[begin SOURCE DATA]
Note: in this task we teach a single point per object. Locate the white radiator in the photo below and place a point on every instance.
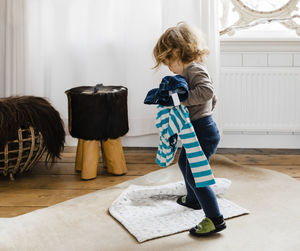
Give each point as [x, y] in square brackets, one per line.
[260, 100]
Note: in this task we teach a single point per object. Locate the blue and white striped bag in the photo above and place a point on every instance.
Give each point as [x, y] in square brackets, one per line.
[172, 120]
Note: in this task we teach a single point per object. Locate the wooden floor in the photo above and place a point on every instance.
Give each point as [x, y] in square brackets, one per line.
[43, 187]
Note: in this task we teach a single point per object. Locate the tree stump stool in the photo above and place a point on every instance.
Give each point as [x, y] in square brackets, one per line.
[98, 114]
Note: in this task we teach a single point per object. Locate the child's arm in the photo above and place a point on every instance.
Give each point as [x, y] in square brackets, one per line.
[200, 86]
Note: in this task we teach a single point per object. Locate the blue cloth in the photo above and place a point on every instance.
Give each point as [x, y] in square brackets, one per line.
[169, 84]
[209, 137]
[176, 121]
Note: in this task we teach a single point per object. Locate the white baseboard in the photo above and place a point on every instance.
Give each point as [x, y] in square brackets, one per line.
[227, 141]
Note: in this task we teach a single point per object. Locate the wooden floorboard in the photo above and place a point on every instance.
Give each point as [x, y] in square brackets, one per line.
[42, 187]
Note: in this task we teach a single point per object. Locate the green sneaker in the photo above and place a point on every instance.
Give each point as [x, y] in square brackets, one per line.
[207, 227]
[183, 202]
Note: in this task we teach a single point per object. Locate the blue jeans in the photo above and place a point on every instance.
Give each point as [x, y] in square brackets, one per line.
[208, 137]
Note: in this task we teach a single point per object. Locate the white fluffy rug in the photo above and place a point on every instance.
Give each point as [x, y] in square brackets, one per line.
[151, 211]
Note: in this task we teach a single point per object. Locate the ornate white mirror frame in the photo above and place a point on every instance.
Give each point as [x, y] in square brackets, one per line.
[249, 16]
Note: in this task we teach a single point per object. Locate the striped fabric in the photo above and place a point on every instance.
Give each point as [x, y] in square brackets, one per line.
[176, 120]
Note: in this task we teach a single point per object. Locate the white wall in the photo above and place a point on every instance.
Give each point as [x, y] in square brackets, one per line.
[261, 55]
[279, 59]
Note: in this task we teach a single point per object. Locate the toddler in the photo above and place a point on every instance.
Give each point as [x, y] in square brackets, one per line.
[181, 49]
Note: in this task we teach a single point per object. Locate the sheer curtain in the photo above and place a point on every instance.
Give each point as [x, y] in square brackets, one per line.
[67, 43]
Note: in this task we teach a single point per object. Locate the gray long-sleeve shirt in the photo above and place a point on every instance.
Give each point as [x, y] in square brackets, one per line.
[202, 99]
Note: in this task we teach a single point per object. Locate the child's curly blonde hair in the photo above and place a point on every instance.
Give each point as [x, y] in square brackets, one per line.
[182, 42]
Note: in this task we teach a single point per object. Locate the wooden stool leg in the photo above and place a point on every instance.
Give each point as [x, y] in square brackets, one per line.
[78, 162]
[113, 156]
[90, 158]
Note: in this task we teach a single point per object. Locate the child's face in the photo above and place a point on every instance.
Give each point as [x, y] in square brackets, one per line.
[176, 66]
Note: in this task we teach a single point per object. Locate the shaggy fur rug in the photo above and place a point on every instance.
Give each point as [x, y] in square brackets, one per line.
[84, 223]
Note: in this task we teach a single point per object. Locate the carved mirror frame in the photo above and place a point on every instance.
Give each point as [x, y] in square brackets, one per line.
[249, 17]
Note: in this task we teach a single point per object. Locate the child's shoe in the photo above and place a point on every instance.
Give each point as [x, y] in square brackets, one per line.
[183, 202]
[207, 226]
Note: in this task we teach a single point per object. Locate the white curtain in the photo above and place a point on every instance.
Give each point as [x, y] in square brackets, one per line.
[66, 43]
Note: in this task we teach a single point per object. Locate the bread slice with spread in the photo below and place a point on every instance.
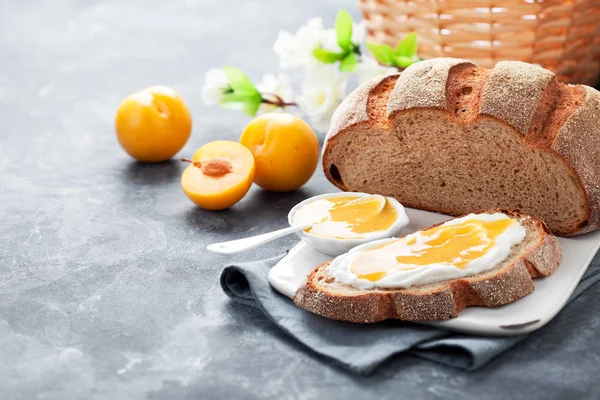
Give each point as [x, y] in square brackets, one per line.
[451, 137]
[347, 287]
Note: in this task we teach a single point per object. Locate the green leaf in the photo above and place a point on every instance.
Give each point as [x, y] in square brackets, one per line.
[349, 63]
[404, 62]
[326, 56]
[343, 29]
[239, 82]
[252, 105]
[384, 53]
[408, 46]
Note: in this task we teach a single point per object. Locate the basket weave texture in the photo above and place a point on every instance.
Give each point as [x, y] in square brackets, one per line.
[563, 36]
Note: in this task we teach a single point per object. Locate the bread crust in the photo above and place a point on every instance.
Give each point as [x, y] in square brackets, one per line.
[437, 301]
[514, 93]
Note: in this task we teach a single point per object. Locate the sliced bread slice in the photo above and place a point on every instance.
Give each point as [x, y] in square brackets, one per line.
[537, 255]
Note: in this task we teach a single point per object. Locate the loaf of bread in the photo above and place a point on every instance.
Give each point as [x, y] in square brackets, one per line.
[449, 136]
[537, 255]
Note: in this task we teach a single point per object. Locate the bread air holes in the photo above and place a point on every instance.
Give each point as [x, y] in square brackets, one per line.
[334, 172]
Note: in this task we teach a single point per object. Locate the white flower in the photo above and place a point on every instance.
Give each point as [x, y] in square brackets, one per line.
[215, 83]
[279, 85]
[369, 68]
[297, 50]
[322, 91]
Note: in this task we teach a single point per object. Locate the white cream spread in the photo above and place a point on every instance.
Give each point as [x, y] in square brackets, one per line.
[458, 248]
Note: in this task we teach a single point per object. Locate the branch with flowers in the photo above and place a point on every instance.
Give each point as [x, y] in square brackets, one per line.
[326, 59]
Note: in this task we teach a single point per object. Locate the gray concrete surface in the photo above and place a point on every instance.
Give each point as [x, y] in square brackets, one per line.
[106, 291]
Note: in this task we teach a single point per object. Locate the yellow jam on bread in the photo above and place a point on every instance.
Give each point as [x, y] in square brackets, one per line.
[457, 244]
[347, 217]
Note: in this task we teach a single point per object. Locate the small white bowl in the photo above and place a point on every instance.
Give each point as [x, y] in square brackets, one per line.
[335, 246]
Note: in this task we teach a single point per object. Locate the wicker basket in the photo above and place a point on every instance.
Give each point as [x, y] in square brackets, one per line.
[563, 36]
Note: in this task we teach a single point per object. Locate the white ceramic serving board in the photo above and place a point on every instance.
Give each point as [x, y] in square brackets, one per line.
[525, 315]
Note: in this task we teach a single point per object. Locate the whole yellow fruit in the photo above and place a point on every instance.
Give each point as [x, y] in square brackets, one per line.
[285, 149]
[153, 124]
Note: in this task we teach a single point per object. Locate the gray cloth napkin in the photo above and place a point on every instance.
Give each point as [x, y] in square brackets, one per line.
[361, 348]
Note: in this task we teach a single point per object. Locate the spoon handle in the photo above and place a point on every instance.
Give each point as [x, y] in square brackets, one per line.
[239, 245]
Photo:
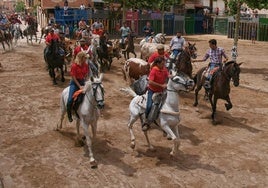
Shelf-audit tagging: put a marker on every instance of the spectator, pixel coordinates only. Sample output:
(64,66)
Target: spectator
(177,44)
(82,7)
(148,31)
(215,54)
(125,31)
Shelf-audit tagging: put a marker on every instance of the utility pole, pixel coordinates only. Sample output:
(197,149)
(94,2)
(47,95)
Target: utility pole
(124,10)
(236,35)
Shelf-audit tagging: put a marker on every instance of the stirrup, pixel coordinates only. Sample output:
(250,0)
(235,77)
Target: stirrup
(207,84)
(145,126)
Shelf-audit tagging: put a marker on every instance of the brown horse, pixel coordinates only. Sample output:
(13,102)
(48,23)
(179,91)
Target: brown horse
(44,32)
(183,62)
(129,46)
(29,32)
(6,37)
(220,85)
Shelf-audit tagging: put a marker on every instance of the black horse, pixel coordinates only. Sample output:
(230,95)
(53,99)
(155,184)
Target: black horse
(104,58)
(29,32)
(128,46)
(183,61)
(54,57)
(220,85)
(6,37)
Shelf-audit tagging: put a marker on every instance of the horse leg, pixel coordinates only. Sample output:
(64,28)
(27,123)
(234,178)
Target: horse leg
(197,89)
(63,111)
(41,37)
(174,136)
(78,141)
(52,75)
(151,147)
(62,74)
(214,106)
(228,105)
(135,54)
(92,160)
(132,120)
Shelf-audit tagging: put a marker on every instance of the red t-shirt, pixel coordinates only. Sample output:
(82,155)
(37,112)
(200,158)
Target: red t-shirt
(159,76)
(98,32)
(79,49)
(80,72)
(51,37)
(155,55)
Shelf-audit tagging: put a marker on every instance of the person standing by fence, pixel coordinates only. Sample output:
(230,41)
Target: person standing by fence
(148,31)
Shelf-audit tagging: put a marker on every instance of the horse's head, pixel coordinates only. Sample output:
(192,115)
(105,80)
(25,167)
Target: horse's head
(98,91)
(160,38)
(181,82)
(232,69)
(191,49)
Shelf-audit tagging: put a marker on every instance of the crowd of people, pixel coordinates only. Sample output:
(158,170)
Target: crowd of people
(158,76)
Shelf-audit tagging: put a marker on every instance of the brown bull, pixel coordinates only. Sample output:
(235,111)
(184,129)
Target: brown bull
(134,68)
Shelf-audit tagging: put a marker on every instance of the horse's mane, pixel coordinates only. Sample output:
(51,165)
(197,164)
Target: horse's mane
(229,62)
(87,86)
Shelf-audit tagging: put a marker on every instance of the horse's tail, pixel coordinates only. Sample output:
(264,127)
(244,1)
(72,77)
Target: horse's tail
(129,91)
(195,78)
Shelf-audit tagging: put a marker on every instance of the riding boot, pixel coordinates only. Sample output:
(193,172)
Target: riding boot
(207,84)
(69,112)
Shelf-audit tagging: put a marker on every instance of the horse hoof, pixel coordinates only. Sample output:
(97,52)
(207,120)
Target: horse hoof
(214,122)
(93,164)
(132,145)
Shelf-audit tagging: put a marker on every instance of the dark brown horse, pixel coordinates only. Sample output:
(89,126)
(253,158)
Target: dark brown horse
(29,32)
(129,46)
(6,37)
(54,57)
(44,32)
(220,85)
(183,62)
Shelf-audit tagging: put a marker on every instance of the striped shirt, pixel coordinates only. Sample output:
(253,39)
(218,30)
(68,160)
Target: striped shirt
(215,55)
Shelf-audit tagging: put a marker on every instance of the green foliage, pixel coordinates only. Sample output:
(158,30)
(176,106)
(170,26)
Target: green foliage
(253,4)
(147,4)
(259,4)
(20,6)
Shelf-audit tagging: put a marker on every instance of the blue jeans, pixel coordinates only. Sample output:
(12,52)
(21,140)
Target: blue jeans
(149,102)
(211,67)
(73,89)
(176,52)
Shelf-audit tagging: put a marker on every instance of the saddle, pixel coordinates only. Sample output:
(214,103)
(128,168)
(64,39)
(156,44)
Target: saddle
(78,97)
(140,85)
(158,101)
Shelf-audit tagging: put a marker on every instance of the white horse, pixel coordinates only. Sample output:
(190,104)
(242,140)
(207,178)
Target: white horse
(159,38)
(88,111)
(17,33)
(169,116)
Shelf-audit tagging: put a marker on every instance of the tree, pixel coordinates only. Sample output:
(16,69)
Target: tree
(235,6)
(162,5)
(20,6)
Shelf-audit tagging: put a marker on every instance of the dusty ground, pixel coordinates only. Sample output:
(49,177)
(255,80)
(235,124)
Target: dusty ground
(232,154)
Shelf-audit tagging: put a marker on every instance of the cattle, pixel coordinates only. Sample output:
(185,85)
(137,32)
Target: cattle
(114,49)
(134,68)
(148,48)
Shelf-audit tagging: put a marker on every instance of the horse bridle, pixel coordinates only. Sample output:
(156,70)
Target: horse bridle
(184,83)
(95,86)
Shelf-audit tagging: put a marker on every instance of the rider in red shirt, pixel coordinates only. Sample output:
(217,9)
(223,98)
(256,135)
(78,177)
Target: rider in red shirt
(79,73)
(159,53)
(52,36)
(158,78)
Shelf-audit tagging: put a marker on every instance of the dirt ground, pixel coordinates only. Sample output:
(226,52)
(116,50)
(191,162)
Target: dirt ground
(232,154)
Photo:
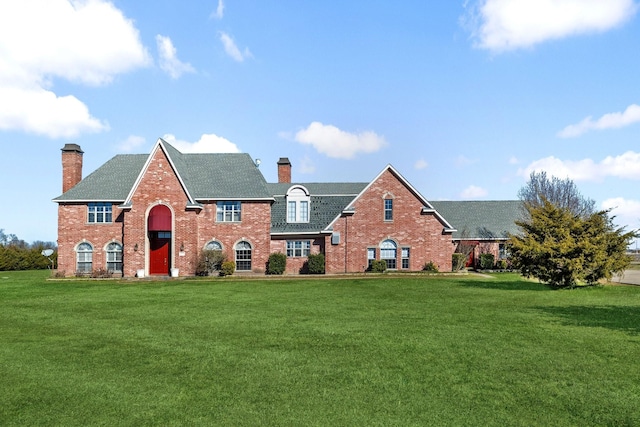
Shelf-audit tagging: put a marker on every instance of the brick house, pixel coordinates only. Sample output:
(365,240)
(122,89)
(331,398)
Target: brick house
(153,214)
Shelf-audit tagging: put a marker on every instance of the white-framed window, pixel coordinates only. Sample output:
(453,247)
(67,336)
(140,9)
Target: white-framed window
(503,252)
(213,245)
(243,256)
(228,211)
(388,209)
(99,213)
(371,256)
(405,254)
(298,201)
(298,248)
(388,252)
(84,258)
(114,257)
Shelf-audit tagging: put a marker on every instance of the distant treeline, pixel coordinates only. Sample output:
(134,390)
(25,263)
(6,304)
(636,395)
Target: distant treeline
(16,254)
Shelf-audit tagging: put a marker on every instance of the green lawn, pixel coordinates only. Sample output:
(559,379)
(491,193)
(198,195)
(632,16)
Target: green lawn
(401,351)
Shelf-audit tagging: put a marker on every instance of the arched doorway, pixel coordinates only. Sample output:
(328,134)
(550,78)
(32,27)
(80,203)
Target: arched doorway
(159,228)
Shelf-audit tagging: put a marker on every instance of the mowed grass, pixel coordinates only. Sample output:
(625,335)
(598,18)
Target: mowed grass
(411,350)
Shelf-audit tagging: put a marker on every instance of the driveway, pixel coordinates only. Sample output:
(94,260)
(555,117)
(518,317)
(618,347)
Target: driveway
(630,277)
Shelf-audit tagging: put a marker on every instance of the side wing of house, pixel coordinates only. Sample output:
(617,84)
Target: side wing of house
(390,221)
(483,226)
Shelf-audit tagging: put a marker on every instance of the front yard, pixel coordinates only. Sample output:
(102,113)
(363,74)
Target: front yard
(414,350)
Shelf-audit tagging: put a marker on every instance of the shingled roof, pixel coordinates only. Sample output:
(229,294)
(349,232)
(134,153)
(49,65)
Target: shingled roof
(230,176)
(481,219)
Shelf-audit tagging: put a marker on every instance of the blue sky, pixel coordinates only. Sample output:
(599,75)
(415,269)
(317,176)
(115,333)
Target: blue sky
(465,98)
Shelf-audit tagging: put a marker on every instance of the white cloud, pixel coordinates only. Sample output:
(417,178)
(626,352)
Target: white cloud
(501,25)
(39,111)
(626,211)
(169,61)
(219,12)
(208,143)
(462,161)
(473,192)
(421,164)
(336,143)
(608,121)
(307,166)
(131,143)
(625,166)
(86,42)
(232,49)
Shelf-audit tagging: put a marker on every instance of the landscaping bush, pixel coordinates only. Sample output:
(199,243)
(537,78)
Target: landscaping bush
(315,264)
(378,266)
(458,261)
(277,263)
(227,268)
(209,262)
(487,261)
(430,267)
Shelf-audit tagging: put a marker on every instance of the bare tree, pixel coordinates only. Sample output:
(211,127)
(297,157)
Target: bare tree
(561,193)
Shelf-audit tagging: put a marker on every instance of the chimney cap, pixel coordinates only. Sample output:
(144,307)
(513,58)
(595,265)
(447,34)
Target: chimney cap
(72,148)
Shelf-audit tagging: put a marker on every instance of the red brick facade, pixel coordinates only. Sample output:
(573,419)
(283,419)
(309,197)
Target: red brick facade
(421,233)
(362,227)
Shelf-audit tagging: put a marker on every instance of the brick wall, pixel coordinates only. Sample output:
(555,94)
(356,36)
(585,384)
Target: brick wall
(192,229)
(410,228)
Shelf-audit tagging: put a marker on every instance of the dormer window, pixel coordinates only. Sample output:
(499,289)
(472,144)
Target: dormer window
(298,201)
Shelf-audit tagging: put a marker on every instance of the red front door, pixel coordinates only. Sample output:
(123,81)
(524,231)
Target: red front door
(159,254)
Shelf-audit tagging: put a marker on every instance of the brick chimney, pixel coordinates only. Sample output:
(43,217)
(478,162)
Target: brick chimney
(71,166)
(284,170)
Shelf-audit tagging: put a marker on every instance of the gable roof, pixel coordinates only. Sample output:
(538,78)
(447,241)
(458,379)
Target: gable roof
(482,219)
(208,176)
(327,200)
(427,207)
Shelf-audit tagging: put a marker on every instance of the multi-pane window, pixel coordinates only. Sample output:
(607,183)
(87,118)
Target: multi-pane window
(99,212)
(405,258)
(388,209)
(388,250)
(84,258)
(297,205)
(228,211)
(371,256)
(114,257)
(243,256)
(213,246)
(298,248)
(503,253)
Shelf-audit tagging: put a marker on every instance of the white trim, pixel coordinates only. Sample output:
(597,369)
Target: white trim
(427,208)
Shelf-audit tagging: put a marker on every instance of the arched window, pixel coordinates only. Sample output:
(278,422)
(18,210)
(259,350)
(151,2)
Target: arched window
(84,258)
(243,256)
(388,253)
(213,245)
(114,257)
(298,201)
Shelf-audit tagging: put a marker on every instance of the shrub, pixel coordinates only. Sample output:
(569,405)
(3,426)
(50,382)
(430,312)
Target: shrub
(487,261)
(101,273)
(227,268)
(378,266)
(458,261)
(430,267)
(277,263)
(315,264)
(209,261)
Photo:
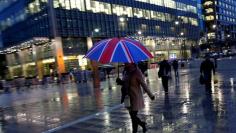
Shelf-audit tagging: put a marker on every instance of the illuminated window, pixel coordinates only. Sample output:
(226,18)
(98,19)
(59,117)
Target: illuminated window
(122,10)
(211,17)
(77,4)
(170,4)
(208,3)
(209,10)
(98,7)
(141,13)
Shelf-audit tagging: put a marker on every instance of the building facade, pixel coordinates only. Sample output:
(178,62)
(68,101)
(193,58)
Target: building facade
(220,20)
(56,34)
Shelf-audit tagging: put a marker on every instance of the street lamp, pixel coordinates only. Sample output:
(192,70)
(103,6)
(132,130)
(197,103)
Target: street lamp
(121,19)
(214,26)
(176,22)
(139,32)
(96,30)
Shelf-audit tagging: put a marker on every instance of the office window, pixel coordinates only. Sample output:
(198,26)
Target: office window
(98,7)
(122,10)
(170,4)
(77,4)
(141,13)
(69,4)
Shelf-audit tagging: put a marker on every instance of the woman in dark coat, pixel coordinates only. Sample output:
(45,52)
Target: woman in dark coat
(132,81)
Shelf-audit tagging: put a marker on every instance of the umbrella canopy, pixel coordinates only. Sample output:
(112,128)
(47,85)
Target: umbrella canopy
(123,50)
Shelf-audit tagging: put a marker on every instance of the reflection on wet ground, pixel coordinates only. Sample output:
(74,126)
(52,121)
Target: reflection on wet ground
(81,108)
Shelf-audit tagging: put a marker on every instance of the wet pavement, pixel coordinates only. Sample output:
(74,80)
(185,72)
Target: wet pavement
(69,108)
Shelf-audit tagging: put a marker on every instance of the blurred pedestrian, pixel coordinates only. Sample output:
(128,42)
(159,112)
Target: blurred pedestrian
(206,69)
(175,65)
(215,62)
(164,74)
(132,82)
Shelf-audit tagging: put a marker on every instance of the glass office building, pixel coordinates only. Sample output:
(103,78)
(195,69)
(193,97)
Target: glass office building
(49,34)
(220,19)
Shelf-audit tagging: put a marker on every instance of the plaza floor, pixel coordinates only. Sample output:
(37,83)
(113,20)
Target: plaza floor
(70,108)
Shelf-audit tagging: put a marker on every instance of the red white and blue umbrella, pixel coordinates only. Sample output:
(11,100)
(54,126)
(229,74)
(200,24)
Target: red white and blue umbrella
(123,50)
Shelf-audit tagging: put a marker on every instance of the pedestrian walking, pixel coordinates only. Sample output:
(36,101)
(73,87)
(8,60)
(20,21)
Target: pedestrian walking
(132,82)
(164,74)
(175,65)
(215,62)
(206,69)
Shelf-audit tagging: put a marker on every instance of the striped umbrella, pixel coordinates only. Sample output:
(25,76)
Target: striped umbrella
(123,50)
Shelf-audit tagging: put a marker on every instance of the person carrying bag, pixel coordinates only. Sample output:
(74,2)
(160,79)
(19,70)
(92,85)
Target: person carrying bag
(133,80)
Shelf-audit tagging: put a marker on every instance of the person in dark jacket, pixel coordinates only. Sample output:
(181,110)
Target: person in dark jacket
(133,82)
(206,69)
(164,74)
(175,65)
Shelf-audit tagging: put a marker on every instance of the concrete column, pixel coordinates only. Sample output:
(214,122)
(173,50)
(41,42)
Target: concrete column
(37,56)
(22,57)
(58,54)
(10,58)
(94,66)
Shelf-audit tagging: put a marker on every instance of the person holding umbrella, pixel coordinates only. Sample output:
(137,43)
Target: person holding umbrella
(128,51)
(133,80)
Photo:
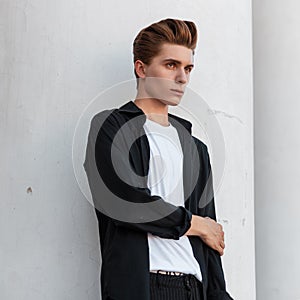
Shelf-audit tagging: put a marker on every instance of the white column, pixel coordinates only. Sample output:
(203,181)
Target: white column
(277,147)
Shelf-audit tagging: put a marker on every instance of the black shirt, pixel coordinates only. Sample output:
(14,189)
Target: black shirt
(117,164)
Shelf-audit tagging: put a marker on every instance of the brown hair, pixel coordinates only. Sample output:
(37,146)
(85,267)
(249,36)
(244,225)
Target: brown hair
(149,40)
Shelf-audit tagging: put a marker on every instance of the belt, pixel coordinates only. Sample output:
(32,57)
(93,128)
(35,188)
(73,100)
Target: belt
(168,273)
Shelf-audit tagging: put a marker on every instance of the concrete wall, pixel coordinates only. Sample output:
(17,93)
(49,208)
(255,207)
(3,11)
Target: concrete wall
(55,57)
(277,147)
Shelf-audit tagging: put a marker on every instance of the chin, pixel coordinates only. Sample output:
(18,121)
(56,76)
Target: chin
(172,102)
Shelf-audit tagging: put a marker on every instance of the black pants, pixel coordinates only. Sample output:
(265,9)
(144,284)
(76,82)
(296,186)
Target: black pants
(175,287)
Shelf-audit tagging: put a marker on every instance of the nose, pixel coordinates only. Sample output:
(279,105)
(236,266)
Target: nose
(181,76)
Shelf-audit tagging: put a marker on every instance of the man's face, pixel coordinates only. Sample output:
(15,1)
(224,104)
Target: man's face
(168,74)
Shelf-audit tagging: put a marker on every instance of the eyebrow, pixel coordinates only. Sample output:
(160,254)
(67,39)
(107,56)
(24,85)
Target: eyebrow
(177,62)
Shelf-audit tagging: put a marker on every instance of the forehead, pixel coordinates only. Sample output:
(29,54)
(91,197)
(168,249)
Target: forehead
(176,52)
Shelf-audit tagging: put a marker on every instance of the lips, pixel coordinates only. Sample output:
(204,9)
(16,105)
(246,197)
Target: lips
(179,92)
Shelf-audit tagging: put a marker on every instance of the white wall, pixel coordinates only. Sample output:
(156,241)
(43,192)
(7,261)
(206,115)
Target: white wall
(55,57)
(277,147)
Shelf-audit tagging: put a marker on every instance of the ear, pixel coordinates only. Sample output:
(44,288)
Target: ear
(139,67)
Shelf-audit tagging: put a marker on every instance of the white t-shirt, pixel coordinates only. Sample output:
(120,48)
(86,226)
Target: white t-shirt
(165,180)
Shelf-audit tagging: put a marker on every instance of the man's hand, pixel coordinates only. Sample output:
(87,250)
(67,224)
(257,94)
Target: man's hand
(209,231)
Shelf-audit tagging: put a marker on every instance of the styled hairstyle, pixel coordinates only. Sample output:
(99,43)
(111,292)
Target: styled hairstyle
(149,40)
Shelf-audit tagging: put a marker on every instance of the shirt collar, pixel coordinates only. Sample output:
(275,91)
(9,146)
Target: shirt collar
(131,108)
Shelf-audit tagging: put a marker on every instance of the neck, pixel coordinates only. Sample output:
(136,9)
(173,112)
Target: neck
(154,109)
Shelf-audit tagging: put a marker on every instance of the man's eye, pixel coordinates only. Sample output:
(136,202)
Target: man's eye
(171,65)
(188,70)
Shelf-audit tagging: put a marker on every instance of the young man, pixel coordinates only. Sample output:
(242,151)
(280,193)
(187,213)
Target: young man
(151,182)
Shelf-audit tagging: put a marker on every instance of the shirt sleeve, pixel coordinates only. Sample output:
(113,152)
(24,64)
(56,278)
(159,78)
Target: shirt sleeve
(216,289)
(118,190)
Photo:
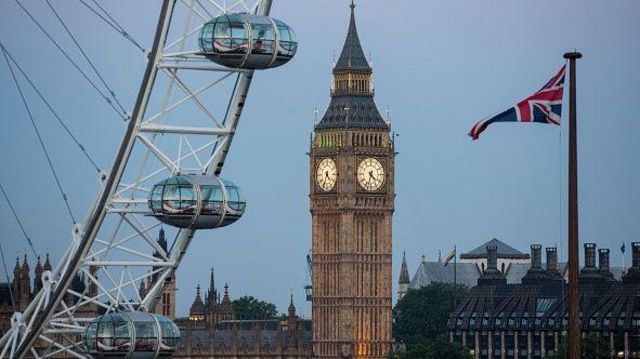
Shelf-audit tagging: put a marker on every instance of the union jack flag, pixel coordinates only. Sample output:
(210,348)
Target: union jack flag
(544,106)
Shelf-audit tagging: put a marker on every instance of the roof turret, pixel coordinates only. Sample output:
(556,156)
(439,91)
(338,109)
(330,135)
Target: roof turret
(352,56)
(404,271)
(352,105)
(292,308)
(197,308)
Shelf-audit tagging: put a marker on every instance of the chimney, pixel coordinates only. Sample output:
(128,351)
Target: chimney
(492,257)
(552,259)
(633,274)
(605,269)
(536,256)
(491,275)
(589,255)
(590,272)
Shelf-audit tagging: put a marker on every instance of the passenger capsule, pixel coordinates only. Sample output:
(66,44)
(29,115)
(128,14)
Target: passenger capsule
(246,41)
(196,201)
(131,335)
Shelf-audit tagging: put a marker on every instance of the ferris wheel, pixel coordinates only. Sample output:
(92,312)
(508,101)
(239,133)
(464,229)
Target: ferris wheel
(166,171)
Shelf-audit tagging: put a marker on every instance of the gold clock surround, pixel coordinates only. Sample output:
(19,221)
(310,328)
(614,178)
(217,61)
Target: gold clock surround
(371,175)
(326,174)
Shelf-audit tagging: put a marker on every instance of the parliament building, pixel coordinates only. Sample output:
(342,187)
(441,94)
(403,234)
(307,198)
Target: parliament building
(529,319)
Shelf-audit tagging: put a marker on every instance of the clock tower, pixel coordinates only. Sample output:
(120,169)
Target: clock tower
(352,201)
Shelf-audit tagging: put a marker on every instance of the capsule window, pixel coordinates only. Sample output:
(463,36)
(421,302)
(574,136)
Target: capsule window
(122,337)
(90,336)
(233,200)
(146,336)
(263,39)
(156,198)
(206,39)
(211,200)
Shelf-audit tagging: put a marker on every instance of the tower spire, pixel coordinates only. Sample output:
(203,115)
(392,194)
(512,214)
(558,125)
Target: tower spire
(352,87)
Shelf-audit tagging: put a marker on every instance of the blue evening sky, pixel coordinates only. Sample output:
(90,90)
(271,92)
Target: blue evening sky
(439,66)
[end SOURCE DATA]
■ TASK
Reproduce the final stretch of the data above: every line from the one holding "of the capsule" through the end, inclusive, exactly as written and nothing else.

■ WRITTEN ANSWER
Shelf-audit tagging: put a marker on every instance of the capsule window, pixel coordinates only. Sample output:
(463,36)
(421,302)
(574,136)
Target: capsule window
(122,337)
(90,336)
(233,200)
(146,336)
(263,39)
(156,198)
(206,39)
(211,200)
Shelf-audit tagging: put a marker on every instance of the tower spire, pixel coordinates only. Sample output:
(203,115)
(392,194)
(512,214)
(558,125)
Target: tower spire
(352,87)
Shelf-audit tagging: put a marker on every instance of the blue evening sky, pixel coordinates only. Sample output:
(90,90)
(271,92)
Target: blue evening sky
(439,66)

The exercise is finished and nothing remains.